INFORMATION GIVEN:
-------

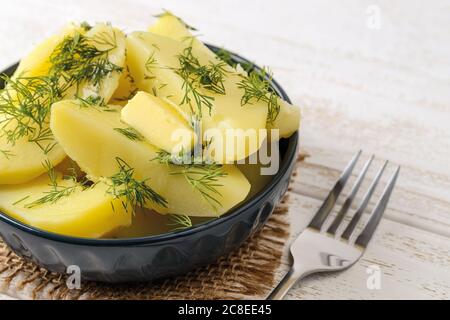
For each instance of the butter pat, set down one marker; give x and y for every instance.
(159, 122)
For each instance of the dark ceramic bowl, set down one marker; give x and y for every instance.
(153, 257)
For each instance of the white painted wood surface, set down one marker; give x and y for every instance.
(384, 90)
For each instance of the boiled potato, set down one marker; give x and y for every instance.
(168, 25)
(26, 157)
(83, 213)
(159, 122)
(112, 41)
(153, 61)
(37, 62)
(97, 144)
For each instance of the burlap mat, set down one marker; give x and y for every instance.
(247, 272)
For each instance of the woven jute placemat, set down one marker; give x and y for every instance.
(246, 272)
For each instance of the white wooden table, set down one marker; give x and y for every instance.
(381, 85)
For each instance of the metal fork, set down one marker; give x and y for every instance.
(318, 251)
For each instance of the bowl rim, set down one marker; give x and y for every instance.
(289, 156)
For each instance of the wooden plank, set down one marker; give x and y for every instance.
(414, 263)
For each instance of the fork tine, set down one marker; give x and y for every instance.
(365, 236)
(348, 202)
(352, 225)
(329, 202)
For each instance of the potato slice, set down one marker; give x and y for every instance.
(153, 61)
(25, 160)
(90, 137)
(86, 213)
(168, 25)
(159, 122)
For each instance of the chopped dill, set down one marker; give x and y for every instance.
(130, 133)
(86, 26)
(76, 59)
(7, 154)
(180, 222)
(196, 77)
(91, 101)
(227, 57)
(25, 102)
(151, 62)
(168, 13)
(25, 105)
(130, 96)
(257, 88)
(202, 176)
(136, 193)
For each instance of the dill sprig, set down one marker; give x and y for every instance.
(226, 56)
(25, 105)
(57, 192)
(76, 59)
(197, 77)
(136, 193)
(95, 102)
(202, 176)
(130, 133)
(7, 154)
(168, 13)
(256, 87)
(25, 102)
(180, 221)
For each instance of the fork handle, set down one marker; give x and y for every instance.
(289, 280)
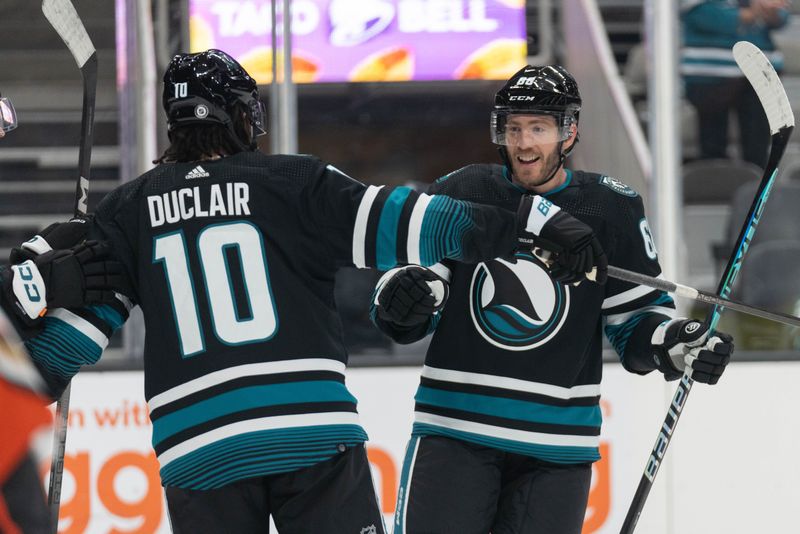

-------

WORK ITEM:
From the records given above, reproduce all text exactly and exclude each picture.

COMPLETED TASK:
For each instance of the butter pat, set down one marker; give x and y for every instance.
(159, 122)
For each instance of the dark ceramic bowl, set down one marker; give x and y for every instance.
(153, 257)
For each instance of the white painted wood surface, set down one marker; give x and y for every instance.
(384, 90)
For each instance of the boiled potato, set down one marker; give x and y for every instance.
(168, 25)
(26, 157)
(83, 213)
(159, 122)
(112, 41)
(153, 61)
(37, 62)
(97, 144)
For each instance of the burlap mat, set down one marker; give x and y for every instance.
(247, 272)
For each instance of the woven jute placemat, set down one marker; give x and y for every instance.
(246, 272)
For each instance of the white wooden table, set down one marker; give x and y for every instance.
(381, 85)
For each instance of the metal fork, set down one marker; give x and y for every instance.
(318, 251)
For each instance of the bowl rim, set down one marker; give x and y for every instance.
(289, 156)
For each instance of the wooden plank, set down one marker; give x and y for every instance.
(414, 263)
For each instance of the fork tine, set down one marker; give x and y for every instance.
(365, 236)
(348, 202)
(352, 225)
(329, 202)
For each instance of the potato slice, set down one marker; give x and y for every instance.
(153, 61)
(25, 160)
(90, 137)
(86, 213)
(168, 25)
(159, 122)
For each instance of the chopped dill, set down one marker; give x and y for every instance.
(130, 133)
(86, 26)
(76, 59)
(7, 154)
(180, 222)
(196, 77)
(91, 101)
(227, 57)
(25, 102)
(151, 62)
(168, 13)
(25, 105)
(130, 96)
(257, 88)
(202, 176)
(136, 193)
For each instance of the dill sprig, set down one marker; give x and y for every instance.
(226, 56)
(25, 105)
(57, 192)
(76, 59)
(197, 77)
(136, 193)
(95, 102)
(202, 176)
(130, 133)
(7, 154)
(168, 13)
(256, 87)
(25, 102)
(180, 221)
For each instance of the fork handle, set down one marker; give x and y for every instance.
(289, 280)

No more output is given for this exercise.